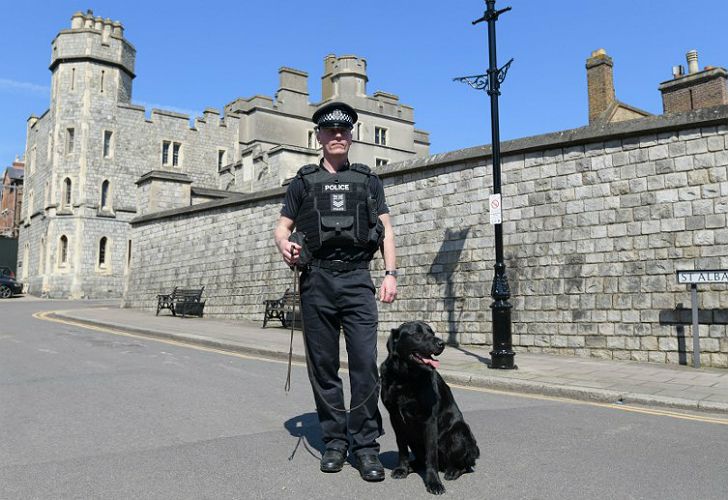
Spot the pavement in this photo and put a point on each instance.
(595, 380)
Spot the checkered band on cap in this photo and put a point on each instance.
(337, 116)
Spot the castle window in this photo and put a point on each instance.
(26, 260)
(66, 196)
(173, 158)
(380, 136)
(41, 260)
(63, 251)
(70, 132)
(31, 201)
(102, 251)
(165, 152)
(105, 195)
(311, 139)
(31, 161)
(108, 135)
(175, 153)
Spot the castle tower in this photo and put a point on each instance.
(74, 234)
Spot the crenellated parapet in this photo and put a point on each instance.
(93, 38)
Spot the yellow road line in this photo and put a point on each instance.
(45, 316)
(613, 406)
(634, 409)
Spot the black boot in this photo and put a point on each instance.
(333, 460)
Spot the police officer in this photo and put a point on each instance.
(341, 210)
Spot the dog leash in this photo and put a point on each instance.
(309, 368)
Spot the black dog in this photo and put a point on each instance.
(424, 414)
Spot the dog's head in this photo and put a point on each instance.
(415, 342)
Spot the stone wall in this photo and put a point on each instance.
(596, 222)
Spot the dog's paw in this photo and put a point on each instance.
(400, 472)
(436, 488)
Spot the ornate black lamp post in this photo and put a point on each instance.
(502, 354)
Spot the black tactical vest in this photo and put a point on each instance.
(338, 210)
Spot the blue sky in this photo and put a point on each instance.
(194, 55)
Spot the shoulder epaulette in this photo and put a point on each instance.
(360, 167)
(307, 169)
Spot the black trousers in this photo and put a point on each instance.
(332, 300)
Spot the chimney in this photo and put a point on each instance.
(344, 76)
(695, 90)
(692, 57)
(293, 86)
(600, 84)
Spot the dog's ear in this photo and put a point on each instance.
(392, 342)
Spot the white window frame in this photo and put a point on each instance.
(107, 148)
(70, 140)
(67, 194)
(380, 135)
(103, 267)
(106, 207)
(62, 262)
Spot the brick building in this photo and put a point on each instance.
(596, 220)
(88, 152)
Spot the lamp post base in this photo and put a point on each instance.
(502, 360)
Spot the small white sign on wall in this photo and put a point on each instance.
(496, 214)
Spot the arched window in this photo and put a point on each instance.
(41, 260)
(63, 251)
(105, 195)
(66, 202)
(102, 251)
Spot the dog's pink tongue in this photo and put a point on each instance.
(432, 362)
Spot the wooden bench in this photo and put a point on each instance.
(183, 301)
(281, 309)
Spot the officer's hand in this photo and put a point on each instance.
(290, 252)
(388, 290)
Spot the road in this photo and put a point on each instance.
(88, 413)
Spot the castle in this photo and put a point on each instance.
(91, 153)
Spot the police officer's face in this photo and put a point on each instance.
(335, 141)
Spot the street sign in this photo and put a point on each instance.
(496, 213)
(694, 278)
(703, 276)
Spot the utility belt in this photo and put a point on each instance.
(339, 265)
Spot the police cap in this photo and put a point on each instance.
(335, 115)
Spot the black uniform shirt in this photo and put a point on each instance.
(294, 198)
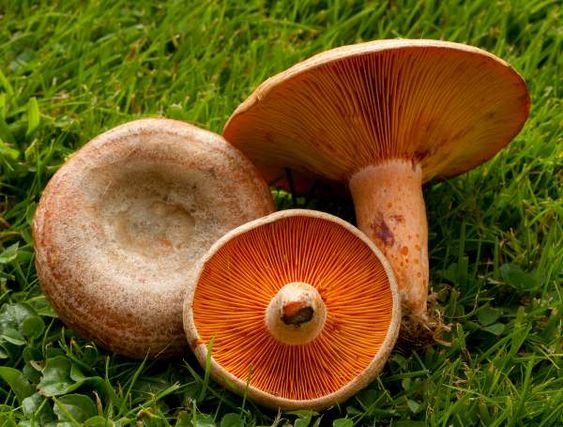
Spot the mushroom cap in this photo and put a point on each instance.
(447, 106)
(227, 311)
(122, 225)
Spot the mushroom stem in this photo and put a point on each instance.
(296, 315)
(390, 210)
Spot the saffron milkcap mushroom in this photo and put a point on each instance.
(385, 117)
(298, 309)
(122, 225)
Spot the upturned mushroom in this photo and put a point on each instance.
(298, 309)
(121, 226)
(385, 117)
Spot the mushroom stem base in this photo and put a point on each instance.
(390, 210)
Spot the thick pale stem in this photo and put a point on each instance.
(296, 315)
(390, 210)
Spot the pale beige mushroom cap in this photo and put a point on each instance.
(446, 106)
(122, 225)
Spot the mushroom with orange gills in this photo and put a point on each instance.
(298, 309)
(385, 117)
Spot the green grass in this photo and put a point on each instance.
(69, 71)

-=-=-=-=-

## Exercise goal
Reproduce the entries above word for word, beginning with the line that contains "Spot the officer's" and ending with the final entry. Omit the pictures.

## Reply
Spot the officer's hand in this photo and put a point on each instance.
(290, 252)
(388, 290)
Spot the road in this photo and put a point on each instance.
(88, 413)
Spot the castle in this photo and put a point on each instance.
(91, 153)
Spot the police officer's face in this photo and put a point on each instance.
(335, 141)
Spot the street sign in this photo and put a point on each instance.
(496, 213)
(694, 278)
(703, 276)
Spot the utility belt in this photo and put a point on each instance.
(339, 265)
Spot the police cap in this photo and put a point on each instance.
(335, 115)
Spot the black uniform shirt in this photo and put a point on each instance.
(294, 198)
Spot the mushroom cap in this photo and put a point on each instance.
(447, 106)
(227, 311)
(122, 225)
Spot the mushroom stem in this photo and put a point on each instance.
(296, 315)
(390, 210)
Spot the saffron milkcap mushroom in this photo and put a point on each instance.
(385, 117)
(298, 309)
(122, 225)
Spot the upturned mushroom in this photo and put a point on each instance.
(298, 309)
(121, 226)
(385, 117)
Spot the mushroom stem base in this photo and put a point on each instance.
(390, 210)
Spot the thick pale stem in this photo and put a point on each instance.
(296, 315)
(390, 210)
Spot the pale beige mushroom cap in this photo and put a point on each instance.
(446, 106)
(122, 225)
Spot the mushroom with orange gills in this photo and put a point on each instance.
(298, 309)
(385, 117)
Spot the green grass in this photo and put a point on each instance.
(69, 71)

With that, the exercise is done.